- Available records -
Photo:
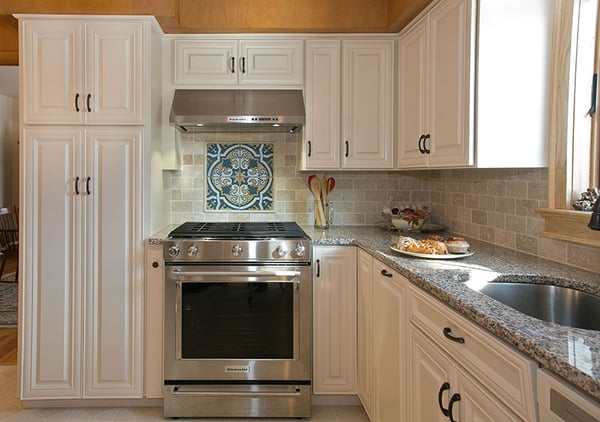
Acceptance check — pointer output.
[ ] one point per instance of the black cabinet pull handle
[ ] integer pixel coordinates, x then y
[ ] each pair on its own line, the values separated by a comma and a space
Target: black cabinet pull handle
421, 150
455, 397
444, 387
447, 331
425, 138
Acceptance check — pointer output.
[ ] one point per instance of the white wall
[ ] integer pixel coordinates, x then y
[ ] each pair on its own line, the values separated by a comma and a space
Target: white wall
9, 136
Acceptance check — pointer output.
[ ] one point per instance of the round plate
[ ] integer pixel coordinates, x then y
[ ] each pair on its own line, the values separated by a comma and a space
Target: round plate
431, 256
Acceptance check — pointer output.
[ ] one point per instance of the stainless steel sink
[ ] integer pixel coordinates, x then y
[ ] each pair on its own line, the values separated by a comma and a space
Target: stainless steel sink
561, 305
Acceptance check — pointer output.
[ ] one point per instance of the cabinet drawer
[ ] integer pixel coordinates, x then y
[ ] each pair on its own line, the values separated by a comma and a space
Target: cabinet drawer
501, 369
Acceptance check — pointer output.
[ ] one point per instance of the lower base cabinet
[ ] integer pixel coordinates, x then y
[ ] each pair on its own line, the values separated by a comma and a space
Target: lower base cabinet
334, 320
441, 391
390, 320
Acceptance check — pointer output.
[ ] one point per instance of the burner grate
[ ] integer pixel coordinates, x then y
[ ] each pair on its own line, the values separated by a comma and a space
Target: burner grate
239, 230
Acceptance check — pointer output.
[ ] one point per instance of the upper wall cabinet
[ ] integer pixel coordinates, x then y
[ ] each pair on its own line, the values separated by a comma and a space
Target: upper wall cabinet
233, 62
82, 72
471, 92
349, 104
434, 87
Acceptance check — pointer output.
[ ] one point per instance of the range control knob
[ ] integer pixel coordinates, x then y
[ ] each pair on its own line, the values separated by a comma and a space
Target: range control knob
300, 249
281, 251
173, 251
237, 249
192, 250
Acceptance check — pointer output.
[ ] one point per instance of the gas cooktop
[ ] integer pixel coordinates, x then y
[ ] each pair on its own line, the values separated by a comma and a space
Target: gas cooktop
238, 231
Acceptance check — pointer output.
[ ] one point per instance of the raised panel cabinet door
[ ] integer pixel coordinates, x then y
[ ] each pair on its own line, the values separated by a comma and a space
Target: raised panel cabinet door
367, 104
451, 82
365, 331
413, 94
114, 72
51, 271
213, 62
114, 353
52, 67
432, 380
476, 404
334, 320
390, 329
322, 98
279, 62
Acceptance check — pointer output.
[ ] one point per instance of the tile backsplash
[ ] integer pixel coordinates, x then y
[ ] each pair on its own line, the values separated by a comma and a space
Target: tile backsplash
493, 205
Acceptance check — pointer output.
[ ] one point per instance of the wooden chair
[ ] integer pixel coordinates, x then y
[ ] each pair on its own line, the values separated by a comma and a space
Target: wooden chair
9, 238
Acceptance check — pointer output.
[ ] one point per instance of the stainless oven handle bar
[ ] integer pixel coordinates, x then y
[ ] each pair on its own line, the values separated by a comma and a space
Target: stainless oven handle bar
180, 282
238, 273
235, 393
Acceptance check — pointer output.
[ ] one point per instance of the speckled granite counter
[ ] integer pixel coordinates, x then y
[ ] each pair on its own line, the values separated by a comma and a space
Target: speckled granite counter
572, 353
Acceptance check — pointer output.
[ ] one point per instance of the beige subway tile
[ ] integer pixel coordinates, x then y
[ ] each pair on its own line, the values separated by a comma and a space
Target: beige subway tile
479, 217
516, 189
553, 249
528, 244
526, 207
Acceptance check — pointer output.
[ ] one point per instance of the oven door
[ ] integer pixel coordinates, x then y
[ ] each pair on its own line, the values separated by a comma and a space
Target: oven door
237, 323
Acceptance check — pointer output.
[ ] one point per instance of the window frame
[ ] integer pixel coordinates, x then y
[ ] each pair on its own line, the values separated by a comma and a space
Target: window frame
561, 222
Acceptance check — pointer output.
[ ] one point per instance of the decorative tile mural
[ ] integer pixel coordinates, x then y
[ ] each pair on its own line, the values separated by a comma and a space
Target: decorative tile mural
239, 177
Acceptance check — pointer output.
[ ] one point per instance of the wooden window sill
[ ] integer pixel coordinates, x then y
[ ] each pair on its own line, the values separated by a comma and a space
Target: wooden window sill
569, 225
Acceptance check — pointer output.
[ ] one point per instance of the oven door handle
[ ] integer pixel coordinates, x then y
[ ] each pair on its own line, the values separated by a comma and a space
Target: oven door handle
178, 392
237, 273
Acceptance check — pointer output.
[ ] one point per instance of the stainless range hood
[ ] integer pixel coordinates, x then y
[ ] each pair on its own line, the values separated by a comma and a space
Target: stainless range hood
224, 110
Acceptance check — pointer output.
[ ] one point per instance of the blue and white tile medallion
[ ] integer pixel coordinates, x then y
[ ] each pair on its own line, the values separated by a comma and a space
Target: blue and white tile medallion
239, 177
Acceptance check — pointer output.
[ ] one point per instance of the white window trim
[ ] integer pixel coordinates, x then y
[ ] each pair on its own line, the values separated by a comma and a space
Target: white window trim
560, 222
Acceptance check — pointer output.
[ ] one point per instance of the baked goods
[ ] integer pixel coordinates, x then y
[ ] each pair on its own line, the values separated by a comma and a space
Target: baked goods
433, 245
457, 245
426, 246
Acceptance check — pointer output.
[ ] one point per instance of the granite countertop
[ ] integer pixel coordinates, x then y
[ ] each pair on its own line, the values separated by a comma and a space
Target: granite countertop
572, 353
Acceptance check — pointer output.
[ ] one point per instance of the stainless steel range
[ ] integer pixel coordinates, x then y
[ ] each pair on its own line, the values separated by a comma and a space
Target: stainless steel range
238, 320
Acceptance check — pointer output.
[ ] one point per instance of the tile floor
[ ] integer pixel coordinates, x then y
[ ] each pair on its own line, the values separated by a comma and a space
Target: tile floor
10, 410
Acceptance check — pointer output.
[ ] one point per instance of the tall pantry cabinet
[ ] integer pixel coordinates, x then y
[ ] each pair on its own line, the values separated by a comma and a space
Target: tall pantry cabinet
87, 141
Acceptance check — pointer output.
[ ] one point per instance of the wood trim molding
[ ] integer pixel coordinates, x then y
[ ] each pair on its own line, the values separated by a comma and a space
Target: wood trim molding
569, 225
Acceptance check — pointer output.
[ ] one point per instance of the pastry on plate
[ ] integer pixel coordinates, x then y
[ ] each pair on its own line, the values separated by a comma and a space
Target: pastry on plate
404, 242
429, 247
457, 245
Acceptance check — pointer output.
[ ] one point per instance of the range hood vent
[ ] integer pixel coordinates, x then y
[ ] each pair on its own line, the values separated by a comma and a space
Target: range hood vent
236, 110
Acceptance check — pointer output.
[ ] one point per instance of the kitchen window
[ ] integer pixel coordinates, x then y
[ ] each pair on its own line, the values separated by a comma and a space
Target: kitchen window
574, 128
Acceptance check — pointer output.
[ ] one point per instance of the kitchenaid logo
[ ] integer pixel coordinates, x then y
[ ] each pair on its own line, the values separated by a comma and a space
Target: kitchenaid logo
236, 369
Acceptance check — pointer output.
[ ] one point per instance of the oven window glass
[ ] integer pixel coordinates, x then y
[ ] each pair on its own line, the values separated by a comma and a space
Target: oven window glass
237, 321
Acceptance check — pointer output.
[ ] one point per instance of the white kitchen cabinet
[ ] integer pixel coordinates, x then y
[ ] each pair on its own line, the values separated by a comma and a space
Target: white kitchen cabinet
390, 329
349, 104
154, 317
81, 288
504, 376
435, 120
365, 331
464, 96
238, 62
441, 391
82, 71
559, 401
334, 320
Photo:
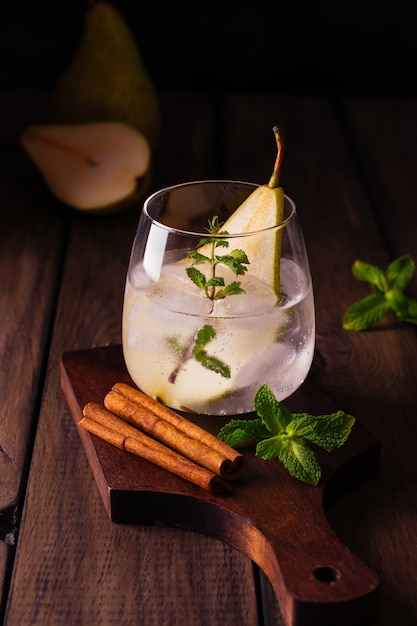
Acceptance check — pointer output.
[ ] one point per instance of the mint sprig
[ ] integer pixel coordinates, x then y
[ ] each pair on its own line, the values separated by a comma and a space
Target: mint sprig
388, 288
214, 287
288, 436
196, 349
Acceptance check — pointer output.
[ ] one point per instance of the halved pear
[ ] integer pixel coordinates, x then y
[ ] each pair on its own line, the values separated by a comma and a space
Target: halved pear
92, 166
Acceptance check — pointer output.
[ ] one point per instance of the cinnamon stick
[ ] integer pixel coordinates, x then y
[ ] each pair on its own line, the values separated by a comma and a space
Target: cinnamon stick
167, 433
233, 462
100, 422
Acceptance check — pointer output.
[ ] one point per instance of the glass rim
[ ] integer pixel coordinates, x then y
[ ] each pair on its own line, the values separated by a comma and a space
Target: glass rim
184, 232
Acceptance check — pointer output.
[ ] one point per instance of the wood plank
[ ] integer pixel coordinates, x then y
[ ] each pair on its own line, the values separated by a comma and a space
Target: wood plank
32, 235
374, 372
383, 137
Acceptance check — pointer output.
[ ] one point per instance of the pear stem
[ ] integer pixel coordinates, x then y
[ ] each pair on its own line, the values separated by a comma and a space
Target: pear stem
274, 180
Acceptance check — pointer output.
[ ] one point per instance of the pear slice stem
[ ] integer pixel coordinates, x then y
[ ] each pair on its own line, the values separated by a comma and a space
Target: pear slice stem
274, 180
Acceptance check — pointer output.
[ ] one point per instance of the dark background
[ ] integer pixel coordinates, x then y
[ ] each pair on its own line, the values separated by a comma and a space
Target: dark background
354, 47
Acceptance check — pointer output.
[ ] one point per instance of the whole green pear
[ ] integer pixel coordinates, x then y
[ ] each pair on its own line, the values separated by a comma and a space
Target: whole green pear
107, 79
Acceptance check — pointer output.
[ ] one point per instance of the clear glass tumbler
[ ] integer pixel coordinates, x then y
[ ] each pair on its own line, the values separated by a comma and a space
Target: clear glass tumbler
203, 329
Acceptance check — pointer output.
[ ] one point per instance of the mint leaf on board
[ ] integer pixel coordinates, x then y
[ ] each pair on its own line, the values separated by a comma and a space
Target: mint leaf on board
366, 312
287, 436
240, 431
388, 294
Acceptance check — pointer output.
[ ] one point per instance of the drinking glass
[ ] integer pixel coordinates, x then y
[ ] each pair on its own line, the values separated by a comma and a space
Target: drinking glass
203, 340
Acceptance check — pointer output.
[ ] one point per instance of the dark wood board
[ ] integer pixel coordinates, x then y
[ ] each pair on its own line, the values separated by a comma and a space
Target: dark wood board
279, 522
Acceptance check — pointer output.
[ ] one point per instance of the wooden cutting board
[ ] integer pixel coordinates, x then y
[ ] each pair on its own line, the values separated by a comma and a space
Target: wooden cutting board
279, 522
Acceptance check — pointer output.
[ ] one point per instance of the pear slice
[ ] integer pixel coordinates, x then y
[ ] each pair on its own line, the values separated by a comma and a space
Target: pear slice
262, 209
90, 166
107, 79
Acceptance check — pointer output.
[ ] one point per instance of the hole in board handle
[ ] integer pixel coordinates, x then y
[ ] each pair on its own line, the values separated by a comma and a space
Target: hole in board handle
326, 574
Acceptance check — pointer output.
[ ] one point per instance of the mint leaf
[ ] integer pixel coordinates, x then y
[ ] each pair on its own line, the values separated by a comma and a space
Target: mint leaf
273, 414
388, 294
400, 272
371, 274
212, 363
204, 335
197, 258
287, 435
235, 261
239, 431
366, 312
197, 277
326, 431
230, 290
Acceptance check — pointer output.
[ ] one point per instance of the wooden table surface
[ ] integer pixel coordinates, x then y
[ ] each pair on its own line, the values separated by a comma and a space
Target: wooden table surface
350, 165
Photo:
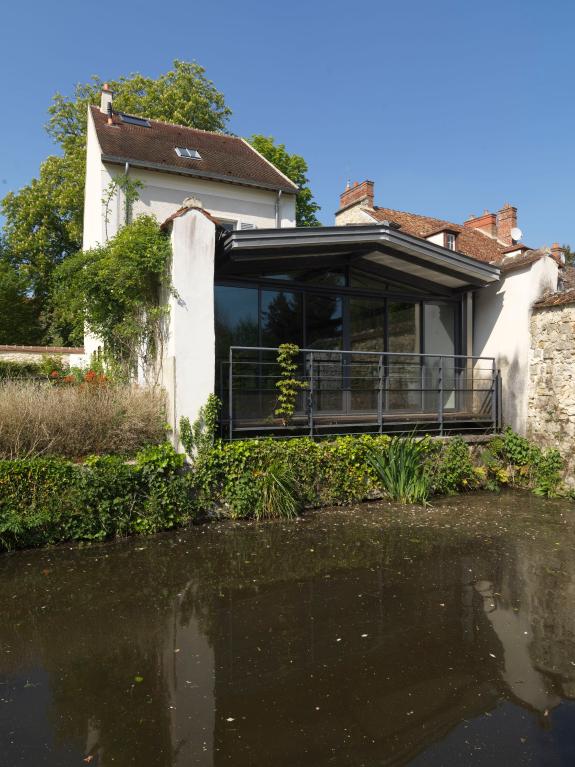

- What the task requires -
Please collect every line of the listing above that contains the word "background", and copy each one as it appears.

- Solution to this task -
[ ] one point per instance of the dark background
Target: dark background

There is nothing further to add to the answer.